◆ **EXERCISE TASK**
Copy out word for word the lines below, from the line with "Feeder-station tally: put one point on each instance of the bush" up to and including the line with "Target: bush".

◆ **DATASET EXTRACT**
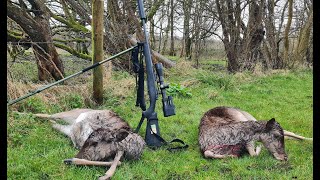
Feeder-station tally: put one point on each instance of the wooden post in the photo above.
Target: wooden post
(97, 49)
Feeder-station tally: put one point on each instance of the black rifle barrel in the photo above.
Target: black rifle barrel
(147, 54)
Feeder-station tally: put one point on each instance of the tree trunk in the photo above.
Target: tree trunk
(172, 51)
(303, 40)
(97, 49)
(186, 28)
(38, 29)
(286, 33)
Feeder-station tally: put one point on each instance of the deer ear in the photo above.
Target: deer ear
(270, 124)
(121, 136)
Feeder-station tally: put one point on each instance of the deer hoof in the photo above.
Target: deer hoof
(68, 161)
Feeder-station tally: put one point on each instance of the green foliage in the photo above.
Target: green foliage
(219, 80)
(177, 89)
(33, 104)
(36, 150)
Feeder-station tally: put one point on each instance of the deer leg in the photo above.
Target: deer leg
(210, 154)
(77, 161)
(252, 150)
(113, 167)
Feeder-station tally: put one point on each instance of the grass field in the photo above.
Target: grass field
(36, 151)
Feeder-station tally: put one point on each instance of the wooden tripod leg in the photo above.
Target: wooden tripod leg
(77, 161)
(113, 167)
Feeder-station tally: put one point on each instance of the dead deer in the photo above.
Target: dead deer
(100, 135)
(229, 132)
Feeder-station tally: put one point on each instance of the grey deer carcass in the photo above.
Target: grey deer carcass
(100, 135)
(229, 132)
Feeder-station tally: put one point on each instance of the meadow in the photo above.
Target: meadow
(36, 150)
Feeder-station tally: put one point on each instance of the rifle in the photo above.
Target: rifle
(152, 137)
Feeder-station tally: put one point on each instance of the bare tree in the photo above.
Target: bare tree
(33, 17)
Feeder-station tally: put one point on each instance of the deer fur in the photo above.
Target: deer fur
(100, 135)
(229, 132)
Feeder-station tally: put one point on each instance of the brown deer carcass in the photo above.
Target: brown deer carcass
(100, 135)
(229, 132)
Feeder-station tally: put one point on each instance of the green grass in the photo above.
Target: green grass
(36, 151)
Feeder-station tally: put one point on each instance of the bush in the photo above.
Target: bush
* * *
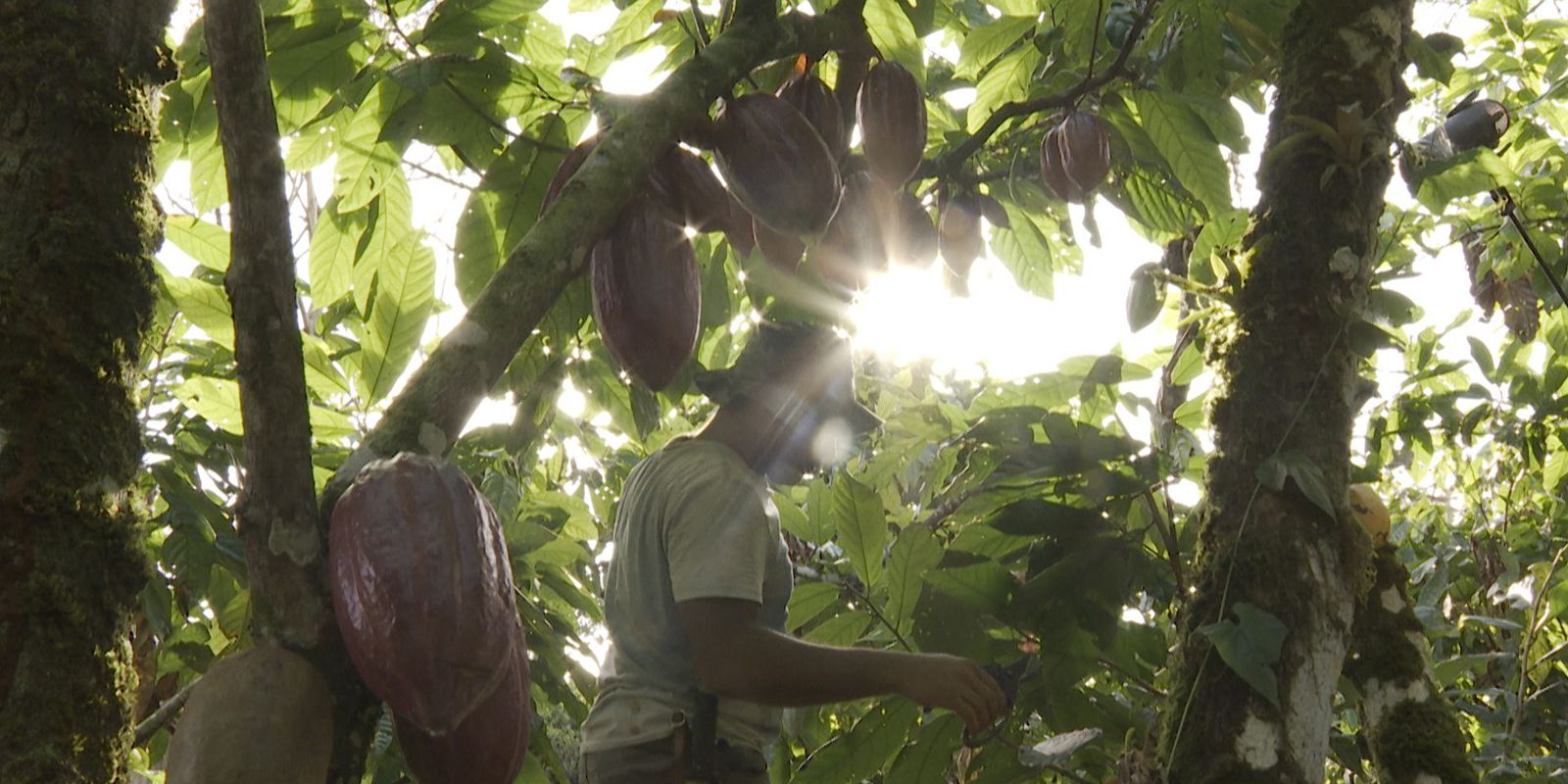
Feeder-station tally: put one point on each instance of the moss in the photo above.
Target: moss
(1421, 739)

◆ **WRITTEN SOLUTION**
Feeder-station tally: put one point on each instance of the bush in the photo above.
Target: bush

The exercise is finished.